-- START PROVIDED INFORMATION --

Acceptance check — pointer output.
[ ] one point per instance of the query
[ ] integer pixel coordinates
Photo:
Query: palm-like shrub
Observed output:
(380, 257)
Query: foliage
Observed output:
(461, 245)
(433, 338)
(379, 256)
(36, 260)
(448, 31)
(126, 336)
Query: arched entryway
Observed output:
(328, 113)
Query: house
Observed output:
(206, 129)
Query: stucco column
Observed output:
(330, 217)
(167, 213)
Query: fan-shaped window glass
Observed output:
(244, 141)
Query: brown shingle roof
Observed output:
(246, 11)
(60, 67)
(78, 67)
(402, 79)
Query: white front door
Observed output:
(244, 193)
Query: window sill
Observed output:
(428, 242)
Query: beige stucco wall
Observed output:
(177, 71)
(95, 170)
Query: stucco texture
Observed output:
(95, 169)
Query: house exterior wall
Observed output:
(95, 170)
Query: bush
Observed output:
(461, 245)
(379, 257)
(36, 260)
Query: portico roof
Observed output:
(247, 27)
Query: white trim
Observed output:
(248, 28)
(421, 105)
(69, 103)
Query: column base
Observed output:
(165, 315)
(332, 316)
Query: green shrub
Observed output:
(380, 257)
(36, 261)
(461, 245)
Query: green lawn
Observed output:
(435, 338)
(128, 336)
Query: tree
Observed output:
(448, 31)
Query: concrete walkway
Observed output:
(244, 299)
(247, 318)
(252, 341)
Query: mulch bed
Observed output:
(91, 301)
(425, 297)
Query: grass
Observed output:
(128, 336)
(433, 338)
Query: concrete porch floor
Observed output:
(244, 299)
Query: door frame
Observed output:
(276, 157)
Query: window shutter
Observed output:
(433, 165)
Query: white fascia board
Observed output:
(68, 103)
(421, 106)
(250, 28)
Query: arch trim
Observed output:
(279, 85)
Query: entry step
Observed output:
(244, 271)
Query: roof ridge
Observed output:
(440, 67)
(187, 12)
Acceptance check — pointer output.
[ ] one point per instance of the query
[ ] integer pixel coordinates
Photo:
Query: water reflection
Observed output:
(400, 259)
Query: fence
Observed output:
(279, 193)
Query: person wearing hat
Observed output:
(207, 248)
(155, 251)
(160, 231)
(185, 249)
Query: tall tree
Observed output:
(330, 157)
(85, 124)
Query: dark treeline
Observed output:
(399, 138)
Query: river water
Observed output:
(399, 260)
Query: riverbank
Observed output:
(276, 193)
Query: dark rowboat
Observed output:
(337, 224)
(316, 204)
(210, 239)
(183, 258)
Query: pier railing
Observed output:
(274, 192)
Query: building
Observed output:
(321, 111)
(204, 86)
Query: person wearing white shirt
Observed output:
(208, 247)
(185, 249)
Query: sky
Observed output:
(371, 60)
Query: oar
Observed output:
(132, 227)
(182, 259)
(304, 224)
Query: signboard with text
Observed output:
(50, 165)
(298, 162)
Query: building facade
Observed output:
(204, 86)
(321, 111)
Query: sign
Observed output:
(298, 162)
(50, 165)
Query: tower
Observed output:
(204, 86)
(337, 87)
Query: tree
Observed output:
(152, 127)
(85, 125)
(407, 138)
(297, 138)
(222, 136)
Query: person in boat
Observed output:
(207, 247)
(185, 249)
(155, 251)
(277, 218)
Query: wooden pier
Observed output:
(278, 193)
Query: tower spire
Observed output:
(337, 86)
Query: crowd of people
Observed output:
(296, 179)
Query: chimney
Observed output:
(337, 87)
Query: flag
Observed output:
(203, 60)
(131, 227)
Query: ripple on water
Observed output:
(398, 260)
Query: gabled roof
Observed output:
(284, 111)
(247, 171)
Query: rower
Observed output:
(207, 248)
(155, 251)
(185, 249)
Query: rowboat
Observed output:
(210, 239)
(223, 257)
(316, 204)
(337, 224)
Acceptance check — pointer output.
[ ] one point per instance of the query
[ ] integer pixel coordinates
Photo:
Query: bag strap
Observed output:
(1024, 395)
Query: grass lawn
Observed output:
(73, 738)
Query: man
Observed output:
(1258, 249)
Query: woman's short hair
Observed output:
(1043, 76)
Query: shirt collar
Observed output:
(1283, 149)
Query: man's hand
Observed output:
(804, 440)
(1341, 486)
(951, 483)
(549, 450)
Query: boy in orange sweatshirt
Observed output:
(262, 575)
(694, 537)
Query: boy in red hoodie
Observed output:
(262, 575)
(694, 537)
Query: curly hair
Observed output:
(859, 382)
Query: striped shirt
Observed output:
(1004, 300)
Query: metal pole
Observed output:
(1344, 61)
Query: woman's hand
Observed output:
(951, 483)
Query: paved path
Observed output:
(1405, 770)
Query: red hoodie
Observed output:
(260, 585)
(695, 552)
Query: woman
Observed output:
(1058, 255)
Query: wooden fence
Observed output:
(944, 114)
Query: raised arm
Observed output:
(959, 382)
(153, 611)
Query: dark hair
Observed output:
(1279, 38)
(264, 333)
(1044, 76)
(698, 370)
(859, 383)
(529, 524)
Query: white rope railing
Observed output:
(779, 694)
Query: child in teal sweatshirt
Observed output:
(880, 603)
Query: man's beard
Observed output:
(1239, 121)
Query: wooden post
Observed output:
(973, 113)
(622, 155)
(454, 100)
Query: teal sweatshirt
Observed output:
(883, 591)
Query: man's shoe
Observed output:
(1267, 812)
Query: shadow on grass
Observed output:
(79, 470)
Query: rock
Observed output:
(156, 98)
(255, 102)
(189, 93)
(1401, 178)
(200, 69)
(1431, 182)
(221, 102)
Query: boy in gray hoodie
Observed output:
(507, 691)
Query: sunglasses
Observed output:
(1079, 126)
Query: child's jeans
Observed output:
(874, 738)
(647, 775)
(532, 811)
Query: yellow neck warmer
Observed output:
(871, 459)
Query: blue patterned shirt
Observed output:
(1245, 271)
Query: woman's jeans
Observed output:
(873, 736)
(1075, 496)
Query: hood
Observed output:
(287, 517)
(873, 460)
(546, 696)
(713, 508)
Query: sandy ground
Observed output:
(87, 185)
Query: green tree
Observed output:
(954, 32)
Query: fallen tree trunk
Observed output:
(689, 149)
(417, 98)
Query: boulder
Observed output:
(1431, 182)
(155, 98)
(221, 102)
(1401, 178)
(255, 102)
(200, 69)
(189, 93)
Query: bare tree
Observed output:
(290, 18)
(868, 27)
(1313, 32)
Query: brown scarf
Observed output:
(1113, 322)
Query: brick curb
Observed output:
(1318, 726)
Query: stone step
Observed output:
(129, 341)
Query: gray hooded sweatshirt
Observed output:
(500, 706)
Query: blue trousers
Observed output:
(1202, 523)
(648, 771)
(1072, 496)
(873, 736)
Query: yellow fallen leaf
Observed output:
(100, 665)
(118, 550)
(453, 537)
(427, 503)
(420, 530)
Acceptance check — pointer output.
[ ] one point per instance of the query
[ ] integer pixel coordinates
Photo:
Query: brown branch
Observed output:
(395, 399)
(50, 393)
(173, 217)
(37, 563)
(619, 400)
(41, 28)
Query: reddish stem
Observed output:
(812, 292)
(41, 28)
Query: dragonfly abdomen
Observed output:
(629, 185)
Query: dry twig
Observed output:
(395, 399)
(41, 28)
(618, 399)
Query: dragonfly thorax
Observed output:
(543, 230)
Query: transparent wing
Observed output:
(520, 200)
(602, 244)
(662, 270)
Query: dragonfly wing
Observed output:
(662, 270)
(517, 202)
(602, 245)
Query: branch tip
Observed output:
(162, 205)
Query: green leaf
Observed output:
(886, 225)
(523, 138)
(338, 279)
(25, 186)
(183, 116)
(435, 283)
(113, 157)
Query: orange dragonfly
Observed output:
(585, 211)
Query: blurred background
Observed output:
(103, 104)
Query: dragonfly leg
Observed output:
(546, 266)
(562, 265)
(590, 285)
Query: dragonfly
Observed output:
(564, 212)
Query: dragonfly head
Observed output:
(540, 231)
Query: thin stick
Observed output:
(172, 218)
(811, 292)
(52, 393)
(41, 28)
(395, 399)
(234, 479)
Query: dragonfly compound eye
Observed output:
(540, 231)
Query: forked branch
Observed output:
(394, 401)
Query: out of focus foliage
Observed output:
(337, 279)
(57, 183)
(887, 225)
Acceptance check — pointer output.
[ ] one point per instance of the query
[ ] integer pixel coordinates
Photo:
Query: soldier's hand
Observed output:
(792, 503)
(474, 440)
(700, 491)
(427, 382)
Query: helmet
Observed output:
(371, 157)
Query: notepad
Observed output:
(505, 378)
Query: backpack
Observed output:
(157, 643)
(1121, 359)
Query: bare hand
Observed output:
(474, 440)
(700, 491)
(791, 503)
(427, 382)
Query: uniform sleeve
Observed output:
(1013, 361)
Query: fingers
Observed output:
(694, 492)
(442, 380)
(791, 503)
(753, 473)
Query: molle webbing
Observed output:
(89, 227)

-- END PROVIDED INFORMATION --

**SET TASK**
Repeat exactly the lines from the line containing "Query: dragonfly leg" through the last line of the records above, including both, and nothing else.

**RESULT FOR THIS TASK**
Query: dragonfly leg
Observed output:
(546, 266)
(562, 265)
(590, 285)
Query: dragonfly
Observed output:
(564, 212)
Query: dragonfly head
Observed output:
(540, 231)
Query: thin stick
Observed output:
(172, 218)
(811, 292)
(52, 393)
(41, 28)
(395, 399)
(234, 479)
Query: dragonfly compound eye
Observed output:
(540, 231)
Query: forked branch
Observed output:
(394, 401)
Query: out of focus foliage
Observed output:
(337, 279)
(57, 183)
(887, 225)
Acceptance check — pointer output.
[ ] one point per instance of the query
[ ] integer pixel coordinates
Photo:
Query: soldier's hand
Observed output:
(792, 503)
(474, 440)
(700, 491)
(427, 382)
Query: helmet
Observed output:
(371, 157)
Query: notepad
Observed output:
(505, 378)
Query: backpack
Observed output:
(157, 643)
(1121, 359)
Query: bare hand
Observed output:
(474, 440)
(700, 491)
(791, 503)
(427, 382)
Query: uniform sleeve
Observed output:
(1013, 361)
Query: fingers
Observed output:
(694, 492)
(442, 380)
(791, 503)
(753, 473)
Query: molle webbing
Observed output:
(89, 227)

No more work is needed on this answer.